- _Records from a data source_

[BEGIN]

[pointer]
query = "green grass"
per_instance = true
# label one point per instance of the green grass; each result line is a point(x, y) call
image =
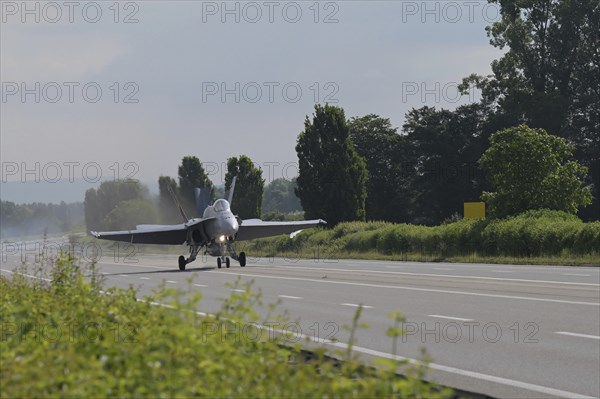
point(536, 237)
point(64, 335)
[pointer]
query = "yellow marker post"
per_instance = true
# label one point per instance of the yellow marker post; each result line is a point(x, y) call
point(474, 210)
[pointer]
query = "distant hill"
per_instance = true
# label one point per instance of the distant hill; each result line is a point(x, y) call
point(46, 192)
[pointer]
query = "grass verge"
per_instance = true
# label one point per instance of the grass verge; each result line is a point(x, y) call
point(64, 335)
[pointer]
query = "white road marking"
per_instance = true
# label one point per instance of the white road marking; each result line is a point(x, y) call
point(578, 335)
point(399, 273)
point(449, 317)
point(290, 297)
point(395, 287)
point(26, 275)
point(354, 305)
point(322, 269)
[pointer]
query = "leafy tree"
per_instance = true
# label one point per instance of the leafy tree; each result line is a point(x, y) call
point(192, 175)
point(440, 153)
point(128, 214)
point(332, 180)
point(549, 74)
point(382, 147)
point(249, 186)
point(167, 207)
point(279, 196)
point(530, 169)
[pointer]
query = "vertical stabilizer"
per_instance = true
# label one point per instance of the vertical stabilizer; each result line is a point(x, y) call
point(202, 196)
point(231, 190)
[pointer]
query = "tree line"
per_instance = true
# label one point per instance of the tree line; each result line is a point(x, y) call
point(532, 142)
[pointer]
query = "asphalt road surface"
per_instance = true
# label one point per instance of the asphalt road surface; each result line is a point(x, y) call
point(503, 330)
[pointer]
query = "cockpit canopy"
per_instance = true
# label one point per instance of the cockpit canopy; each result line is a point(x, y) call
point(221, 205)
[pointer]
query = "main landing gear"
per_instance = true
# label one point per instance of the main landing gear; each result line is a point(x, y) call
point(182, 261)
point(225, 259)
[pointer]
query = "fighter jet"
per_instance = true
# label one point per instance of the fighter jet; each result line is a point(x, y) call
point(216, 231)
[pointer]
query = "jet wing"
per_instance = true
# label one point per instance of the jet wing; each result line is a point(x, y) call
point(256, 228)
point(152, 234)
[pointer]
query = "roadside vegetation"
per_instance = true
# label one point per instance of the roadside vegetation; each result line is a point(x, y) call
point(65, 335)
point(536, 237)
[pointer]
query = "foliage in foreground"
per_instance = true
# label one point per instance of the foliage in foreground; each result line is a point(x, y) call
point(540, 233)
point(69, 338)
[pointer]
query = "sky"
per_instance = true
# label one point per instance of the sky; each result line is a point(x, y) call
point(103, 90)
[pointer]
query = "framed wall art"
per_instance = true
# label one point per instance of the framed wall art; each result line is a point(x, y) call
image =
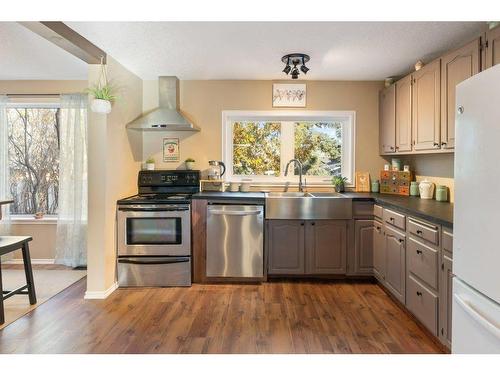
point(289, 95)
point(170, 149)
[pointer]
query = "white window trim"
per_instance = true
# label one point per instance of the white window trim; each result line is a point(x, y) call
point(348, 137)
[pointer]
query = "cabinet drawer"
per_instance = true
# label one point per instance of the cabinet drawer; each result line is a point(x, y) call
point(423, 262)
point(426, 231)
point(394, 218)
point(447, 240)
point(362, 210)
point(422, 303)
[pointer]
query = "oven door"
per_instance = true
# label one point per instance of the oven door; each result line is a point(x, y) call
point(154, 230)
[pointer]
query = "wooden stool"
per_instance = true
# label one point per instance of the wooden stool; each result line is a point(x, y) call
point(7, 245)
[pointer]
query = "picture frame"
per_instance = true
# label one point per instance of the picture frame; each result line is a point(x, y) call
point(363, 182)
point(290, 95)
point(171, 150)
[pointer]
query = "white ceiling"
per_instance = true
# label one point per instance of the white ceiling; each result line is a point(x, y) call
point(26, 55)
point(253, 50)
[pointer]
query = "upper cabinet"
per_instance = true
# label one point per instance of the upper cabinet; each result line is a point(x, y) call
point(456, 67)
point(387, 119)
point(492, 47)
point(403, 114)
point(426, 103)
point(417, 113)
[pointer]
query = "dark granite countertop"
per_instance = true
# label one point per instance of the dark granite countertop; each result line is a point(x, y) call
point(427, 209)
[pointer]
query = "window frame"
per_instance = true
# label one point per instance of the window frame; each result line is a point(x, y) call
point(44, 103)
point(348, 138)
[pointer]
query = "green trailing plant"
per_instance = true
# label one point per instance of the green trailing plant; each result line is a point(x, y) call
point(104, 92)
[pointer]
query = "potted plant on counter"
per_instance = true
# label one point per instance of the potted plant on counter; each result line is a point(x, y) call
point(150, 164)
point(189, 163)
point(339, 183)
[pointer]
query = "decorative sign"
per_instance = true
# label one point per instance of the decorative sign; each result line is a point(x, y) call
point(363, 182)
point(289, 95)
point(170, 149)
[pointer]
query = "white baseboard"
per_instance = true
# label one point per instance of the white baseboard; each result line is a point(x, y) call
point(33, 261)
point(101, 294)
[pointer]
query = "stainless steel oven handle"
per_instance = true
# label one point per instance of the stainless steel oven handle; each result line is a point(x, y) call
point(153, 260)
point(235, 213)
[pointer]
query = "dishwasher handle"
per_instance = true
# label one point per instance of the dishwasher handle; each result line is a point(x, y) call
point(235, 213)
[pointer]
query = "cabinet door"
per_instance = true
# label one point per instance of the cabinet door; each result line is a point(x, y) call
point(395, 247)
point(493, 47)
point(363, 246)
point(326, 247)
point(387, 120)
point(456, 67)
point(285, 246)
point(426, 107)
point(445, 299)
point(403, 114)
point(379, 251)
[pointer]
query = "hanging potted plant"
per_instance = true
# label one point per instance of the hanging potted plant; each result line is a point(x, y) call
point(189, 163)
point(102, 93)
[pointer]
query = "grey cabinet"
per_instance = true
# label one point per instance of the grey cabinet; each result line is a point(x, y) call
point(297, 247)
point(379, 251)
point(364, 246)
point(286, 242)
point(326, 247)
point(387, 120)
point(395, 272)
point(445, 288)
point(426, 107)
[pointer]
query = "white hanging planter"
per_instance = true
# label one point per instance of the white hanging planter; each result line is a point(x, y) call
point(101, 106)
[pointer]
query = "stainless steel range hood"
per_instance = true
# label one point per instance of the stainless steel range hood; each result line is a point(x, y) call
point(167, 116)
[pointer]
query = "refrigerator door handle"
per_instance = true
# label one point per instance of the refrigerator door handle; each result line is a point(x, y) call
point(469, 308)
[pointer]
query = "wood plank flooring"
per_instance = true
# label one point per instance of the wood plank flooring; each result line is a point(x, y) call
point(275, 317)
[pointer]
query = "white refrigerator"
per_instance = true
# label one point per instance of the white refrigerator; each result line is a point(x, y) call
point(476, 247)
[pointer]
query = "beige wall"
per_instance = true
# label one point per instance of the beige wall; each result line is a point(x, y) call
point(44, 235)
point(204, 101)
point(114, 160)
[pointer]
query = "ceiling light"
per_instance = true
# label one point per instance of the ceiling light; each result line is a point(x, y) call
point(297, 59)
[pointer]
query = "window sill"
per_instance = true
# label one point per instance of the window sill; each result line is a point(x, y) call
point(29, 219)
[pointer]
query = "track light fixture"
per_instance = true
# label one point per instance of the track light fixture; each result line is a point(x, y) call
point(295, 59)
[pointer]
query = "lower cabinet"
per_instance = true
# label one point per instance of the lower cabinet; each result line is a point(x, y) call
point(285, 240)
point(379, 259)
point(445, 288)
point(307, 247)
point(363, 246)
point(395, 272)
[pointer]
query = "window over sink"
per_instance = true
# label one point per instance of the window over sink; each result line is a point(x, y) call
point(257, 145)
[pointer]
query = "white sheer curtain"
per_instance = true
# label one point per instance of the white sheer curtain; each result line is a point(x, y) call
point(4, 169)
point(71, 244)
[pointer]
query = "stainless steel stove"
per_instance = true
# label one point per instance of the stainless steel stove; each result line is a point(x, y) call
point(154, 230)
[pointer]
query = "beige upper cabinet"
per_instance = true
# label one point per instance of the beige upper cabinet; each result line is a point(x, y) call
point(426, 107)
point(456, 67)
point(403, 114)
point(387, 120)
point(492, 47)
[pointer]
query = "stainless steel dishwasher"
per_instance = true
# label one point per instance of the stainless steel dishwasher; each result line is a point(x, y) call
point(235, 241)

[END]

Could you rewrite the lines starting at the first one and ending at the line containing "point(322, 269)", with "marker post" replaced by "bollard" and everything else kept the same? Leave the pictures out of your answer.

- _Result of this exercise_
[pointer]
query = "green grass"
per_instance = true
# label one point per instance of the green grass; each result line is a point(x, y) call
image =
point(536, 237)
point(64, 335)
[pointer]
query = "yellow bollard"
per_instance = true
# label one point per instance of the yellow bollard; each result line is a point(x, y) call
point(474, 210)
[pointer]
query = "distant hill"
per_instance = true
# label one point per instance of the distant hill; each result line is a point(x, y) call
point(46, 192)
[pointer]
query = "grass verge"
per_instance = true
# label one point per instance of the grass verge; each result line is a point(x, y) call
point(64, 335)
[pointer]
query = "white road marking"
per_instance = true
# label one point per instance of the white road marking; each result line is a point(x, y) call
point(578, 335)
point(399, 273)
point(449, 317)
point(290, 297)
point(395, 287)
point(26, 275)
point(354, 305)
point(322, 269)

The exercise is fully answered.